## [Extract provided]
We conclude with some informal arguments that the mediator’s role and the usefulness of this particular procedure increases when negotiators are uncertain whether certain agreements exist that would forward both their interests. In direct bargaining they may be reluctant to reveal their interest in a certain arrangement for fear that they will be asked to make greater concessions in other areas. Again, keeping concessions a secret until they meet may reduce the inertia to compromise. These beneficial effects of mediation appear only in the models involving continuous time, but the interpretation of this result here is not that the mediator helps avoid discounting by speeding things up. It is more that the models involving several stages are necessary to include the logic of moves and countermoves that induce negotiators to avoid concessions.
A significant literature exists on how preplay communication can broaden the equilibria achievable in games (Forges 1986, 1990; Sorin, 1993). While it is relevant to this issue, the aim of this paper is not to deal with a subcase of their topic, so throughout we include an assumption that makes negotiators’ verbal interactions more meaningful than plain conversation, which their models see as signals that can be used for coordination but have no culturally established meaning. If a negotiator makes a concession at some stage, either to the mediator or to the other negotiator, that cannot be taken back. We assume, in effect, a strong norm of good faith requires that concessions be binding.
As well as relating to the IR literature on mediation, the paper relates to the large game-theoretical on negotiation. A frequent and valid criticism is that its results are not robust with respect to the bargaining procedure. For example, a certain game may have an equilibrium that gives all the gains to party A, unless party B is able as he leaves the room to shout out a final offer and disappear before A can answer, in which case all the gains go to B. Real negotiations do not have such well-defined procedures, however, so game models cannot say much about them. This paper turns the argument around: if the predictions depend so much on procedures, we should be able to improve the outcomes by choosing the right procedures.

## [Given information]
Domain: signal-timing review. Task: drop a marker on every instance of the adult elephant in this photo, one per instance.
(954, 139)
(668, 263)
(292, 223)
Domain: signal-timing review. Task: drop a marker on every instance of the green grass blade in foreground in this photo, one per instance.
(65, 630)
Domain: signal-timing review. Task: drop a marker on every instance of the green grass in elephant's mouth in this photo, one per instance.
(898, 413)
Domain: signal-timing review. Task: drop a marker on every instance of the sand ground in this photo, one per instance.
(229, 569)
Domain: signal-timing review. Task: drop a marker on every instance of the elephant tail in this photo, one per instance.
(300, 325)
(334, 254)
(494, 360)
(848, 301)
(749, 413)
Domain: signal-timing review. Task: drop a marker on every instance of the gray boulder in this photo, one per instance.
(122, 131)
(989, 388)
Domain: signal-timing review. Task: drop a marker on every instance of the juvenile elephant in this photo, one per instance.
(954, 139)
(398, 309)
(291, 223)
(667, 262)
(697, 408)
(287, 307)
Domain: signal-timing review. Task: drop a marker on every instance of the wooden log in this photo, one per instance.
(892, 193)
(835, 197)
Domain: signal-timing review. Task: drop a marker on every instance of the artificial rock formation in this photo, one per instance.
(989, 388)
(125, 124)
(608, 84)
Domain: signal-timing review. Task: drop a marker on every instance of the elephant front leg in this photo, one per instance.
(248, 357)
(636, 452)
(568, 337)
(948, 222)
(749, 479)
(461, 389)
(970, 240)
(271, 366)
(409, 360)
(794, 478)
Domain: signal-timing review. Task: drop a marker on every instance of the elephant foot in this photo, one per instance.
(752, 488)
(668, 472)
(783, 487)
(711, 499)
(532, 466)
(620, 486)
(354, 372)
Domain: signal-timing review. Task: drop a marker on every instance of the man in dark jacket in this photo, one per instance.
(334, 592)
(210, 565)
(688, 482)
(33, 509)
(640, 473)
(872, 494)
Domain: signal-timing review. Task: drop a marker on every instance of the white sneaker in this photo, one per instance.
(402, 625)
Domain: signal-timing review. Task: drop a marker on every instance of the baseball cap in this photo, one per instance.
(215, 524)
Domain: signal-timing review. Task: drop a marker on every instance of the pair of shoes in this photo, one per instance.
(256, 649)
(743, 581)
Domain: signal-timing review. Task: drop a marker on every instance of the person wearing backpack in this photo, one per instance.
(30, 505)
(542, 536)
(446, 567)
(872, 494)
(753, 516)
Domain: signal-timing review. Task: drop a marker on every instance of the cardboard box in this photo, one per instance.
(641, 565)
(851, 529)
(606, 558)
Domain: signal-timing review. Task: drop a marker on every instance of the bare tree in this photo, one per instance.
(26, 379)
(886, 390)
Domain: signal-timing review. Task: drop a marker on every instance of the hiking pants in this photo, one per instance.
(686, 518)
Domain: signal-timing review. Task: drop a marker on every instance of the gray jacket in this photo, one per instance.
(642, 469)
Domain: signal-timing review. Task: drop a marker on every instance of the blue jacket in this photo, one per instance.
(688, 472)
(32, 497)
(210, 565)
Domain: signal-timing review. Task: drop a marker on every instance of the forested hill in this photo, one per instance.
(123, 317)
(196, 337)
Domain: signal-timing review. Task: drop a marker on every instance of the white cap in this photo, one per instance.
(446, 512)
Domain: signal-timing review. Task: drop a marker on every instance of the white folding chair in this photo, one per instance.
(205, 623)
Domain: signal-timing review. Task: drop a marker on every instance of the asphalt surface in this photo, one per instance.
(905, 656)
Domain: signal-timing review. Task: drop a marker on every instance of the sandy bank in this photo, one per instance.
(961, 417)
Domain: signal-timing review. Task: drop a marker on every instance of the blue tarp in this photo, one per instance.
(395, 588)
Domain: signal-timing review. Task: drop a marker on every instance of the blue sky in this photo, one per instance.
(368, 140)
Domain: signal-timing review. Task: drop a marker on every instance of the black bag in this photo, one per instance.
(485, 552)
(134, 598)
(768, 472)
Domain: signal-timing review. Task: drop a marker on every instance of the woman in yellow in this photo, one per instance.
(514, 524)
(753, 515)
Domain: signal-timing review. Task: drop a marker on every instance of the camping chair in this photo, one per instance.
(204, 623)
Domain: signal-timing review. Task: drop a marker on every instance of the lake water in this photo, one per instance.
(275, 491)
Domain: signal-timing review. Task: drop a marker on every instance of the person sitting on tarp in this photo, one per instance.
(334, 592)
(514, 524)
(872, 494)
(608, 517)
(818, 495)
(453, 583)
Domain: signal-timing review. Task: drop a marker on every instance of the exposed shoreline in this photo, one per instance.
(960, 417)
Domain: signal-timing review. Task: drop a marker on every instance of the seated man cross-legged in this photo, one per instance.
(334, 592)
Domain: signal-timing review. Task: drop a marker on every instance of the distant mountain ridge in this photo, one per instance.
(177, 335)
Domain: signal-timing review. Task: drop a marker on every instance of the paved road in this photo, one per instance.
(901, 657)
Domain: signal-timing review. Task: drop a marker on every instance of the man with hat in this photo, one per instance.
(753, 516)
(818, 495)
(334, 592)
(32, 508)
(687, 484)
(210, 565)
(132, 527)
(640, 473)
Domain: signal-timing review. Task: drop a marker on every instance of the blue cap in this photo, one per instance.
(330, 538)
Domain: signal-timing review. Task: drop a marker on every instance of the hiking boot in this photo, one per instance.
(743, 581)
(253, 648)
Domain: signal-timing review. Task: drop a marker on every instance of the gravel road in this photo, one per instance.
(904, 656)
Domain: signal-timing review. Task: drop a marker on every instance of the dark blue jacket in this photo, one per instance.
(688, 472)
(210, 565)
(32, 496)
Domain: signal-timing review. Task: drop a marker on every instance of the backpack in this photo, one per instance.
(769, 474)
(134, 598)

## [Task list]
[a] Please reproduce the mediation excerpt word for word from "As well as relating" to "the right procedures.".
[b] Answer these questions from the mediation excerpt:
(i) In direct bargaining, what fear may keep negotiators from revealing their interest in a certain arrangement?
(ii) What is assumed about a concession once a negotiator has made it?
(iii) In the example, what must party B do for all the gains to go to B?

## [Exercise solutions]
[a]
As well as relating to the IR literature on mediation, the paper relates to the large game-theoretical on negotiation. A frequent and valid criticism is that its results are not robust with respect to the bargaining procedure. For example, a certain game may have an equilibrium that gives all the gains to party A, unless party B is able as he leaves the room to shout out a final offer and disappear before A can answer, in which case all the gains go to B. Real negotiations do not have such well-defined procedures, however, so game models cannot say much about them. This paper turns the argument around: if the predictions depend so much on procedures, we should be able to improve the outcomes by choosing the right procedures.

[b]
(i) That they will be asked to make greater concessions in other areas.
(ii) It cannot be taken back; a strong norm of good faith makes concessions binding.
(iii) As he leaves the room, shout out a final offer and disappear before A can answer.